Directors who are also employees of Shoreline or its subsidiaries and who
may participate in the plans that this committee administers may not serve

                           -7-
on this committee.  Directors Hanson, Kinney, LeBlanc and Marzke presently
serve on this committee.  The Organization, Compensation, and Stock Option
Committee met three times during 1994.

    Nominating Committee.  The Nominating Committee considers nominees for
election as directors of Shoreline submitted by any shareholder of record. 
Any shareholder desiring to nominate a candidate for director must deliver
a notice to the Secretary of Shoreline, not less than 120 days prior to the
meeting, setting forth (i) the name, age, business address and residence
address of the nominee; (ii) the principal occupation or employment of the
nominee; (iii) the number of shares of Common Stock beneficially owned by
the nominee; (iv) a statement that the nominee is willing to be nominated
and serve; and (v) such other information regarding the nominee as would be
required under the rules of the Securities and Exchange Commission to be
included in a proxy statement soliciting proxies for the election of the
nominee.  Directors Desenberg, Huff, Murphy, Smith, Warshawsky and Zile
presently serve on this committee.  The Nominating Committee met once
during 1994.

    Management Committee.  The Management Committee develops and
administers policies for Shoreline and Shoreline Bank.  It also functions
as Shoreline's Asset/Liability Management Committee.  Director Smith
presently serves on this Committee, along with other executive officers who
are not directors.  The Management Committee met twelve times during 1994.

    Strategic Issues Committee.  The Strategic Issues Committee
investigates and considers issues related to business expansion, lines of
business and corporate structure.  Directors Hansen, Huff, Marzke, Smith
and Starks presently serve on this committee.  The Strategic Issues
Committee met once during 1994.

    During 1994, the Shoreline Board of Directors held four regular
meetings.  All directors attended at least 75% of the aggregate number of
meetings of the Board of Directors and meetings of committees on which they
served during the year.

[Listed records]
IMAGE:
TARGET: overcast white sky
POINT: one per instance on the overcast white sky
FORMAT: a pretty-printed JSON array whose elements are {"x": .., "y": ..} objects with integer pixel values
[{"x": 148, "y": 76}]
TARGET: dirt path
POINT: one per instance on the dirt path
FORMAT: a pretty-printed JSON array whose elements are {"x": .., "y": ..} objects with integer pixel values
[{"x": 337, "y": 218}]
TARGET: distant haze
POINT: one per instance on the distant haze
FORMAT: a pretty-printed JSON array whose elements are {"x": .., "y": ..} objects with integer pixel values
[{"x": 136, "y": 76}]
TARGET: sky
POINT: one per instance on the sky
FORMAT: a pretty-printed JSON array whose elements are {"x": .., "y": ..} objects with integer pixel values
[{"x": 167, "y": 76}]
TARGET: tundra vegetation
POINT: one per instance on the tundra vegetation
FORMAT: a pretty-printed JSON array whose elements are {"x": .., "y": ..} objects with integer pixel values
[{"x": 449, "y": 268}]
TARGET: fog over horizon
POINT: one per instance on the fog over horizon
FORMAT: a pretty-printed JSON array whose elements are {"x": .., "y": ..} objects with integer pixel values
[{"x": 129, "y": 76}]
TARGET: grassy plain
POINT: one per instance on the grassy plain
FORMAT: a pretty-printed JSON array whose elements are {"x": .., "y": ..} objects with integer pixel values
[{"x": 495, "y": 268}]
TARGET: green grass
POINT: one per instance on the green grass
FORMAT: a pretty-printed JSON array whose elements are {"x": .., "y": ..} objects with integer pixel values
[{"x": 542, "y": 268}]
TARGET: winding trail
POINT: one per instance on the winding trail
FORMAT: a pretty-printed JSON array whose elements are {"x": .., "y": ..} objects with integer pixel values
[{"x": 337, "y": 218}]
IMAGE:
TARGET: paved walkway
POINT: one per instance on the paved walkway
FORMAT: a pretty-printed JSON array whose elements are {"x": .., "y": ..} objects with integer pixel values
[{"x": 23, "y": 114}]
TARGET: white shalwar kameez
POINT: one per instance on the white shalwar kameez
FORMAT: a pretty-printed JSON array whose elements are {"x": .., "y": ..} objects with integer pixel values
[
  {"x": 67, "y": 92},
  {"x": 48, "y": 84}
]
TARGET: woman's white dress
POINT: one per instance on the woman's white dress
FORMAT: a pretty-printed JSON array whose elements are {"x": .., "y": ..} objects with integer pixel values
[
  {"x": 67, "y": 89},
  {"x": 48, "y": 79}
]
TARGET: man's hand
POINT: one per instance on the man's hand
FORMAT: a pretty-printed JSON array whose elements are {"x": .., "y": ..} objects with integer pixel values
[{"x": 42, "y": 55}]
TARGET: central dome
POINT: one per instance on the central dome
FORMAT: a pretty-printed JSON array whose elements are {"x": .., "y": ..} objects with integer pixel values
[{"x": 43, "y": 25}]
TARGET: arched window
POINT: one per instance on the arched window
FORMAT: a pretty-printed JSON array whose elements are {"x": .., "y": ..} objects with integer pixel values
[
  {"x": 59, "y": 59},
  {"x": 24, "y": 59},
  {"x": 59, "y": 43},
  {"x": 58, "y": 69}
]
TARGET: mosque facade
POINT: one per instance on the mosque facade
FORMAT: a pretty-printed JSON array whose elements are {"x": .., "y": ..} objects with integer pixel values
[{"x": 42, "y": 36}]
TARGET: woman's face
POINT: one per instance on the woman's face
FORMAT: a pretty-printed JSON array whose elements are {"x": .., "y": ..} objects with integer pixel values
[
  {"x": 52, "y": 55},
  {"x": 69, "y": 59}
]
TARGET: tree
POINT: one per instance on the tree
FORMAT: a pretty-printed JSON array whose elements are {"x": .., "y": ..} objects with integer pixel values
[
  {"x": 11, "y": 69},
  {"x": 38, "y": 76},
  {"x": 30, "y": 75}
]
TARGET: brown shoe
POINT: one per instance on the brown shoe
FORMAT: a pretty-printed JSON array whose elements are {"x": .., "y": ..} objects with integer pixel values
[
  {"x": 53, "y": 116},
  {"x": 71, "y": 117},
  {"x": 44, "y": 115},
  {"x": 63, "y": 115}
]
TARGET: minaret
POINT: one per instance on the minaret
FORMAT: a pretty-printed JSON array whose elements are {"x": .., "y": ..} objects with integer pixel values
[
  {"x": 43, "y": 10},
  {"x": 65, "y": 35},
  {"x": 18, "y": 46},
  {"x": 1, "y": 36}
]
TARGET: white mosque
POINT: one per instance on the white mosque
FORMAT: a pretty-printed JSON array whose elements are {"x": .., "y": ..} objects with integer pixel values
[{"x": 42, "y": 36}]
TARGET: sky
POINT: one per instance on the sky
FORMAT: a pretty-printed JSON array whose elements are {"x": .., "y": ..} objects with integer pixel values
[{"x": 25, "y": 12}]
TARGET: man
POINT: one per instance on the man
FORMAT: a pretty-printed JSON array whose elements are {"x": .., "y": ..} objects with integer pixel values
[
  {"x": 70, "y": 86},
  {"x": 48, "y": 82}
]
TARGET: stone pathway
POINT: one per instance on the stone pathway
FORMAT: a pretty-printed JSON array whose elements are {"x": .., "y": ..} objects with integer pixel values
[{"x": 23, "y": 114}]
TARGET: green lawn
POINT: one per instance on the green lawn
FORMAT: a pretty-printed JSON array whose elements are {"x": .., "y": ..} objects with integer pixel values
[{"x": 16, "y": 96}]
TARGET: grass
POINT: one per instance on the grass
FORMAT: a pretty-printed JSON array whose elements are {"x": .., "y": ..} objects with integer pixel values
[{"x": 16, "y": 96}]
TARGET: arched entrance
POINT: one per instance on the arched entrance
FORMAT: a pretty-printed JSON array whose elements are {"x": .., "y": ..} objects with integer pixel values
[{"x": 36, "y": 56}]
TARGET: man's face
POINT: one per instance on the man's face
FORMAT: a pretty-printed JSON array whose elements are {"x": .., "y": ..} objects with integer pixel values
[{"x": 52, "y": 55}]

[Short exercise 1]
According to the Shoreline committee text, how many times did the Management Committee meet during 1994?
[Short exercise 2]
Transcribe the Shoreline committee text starting at "Directors who are" and ending at "shareholder of record.".
Work only from the Shoreline committee text, not the listing.

[Exercise solution 1]
Twelve times.

[Exercise solution 2]
Directors who are also employees of Shoreline or its subsidiaries and who
may participate in the plans that this committee administers may not serve

                           -7-
on this committee.  Directors Hanson, Kinney, LeBlanc and Marzke presently
serve on this committee.  The Organization, Compensation, and Stock Option
Committee met three times during 1994.

    Nominating Committee.  The Nominating Committee considers nominees for
election as directors of Shoreline submitted by any shareholder of record.